DIRECTION - Reproduce the listing with "snow-capped mountain" swapped for "snowy peak" and nothing else altered. Leave out the pictures.

ROWS -
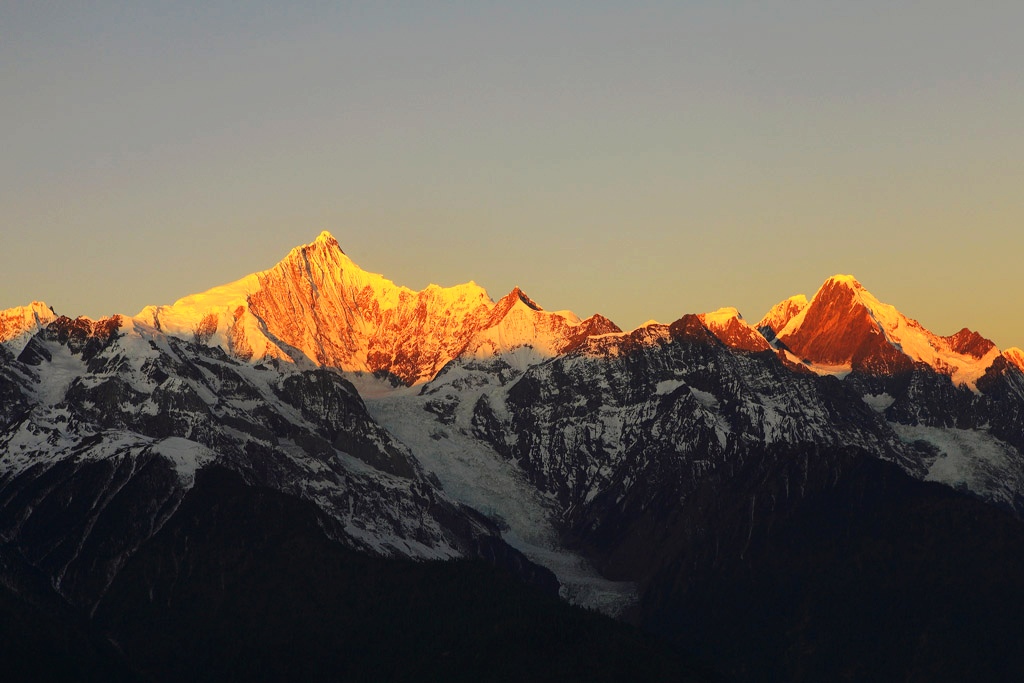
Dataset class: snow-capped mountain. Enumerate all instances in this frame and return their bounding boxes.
[761,275,999,387]
[0,301,57,352]
[136,231,617,384]
[0,232,1024,678]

EXERCISE RESULT -
Dataset class: snowy peak. Enumerate all instances in this frame and return their bounding boxes.
[761,275,999,387]
[0,301,57,352]
[136,231,617,384]
[0,232,1024,678]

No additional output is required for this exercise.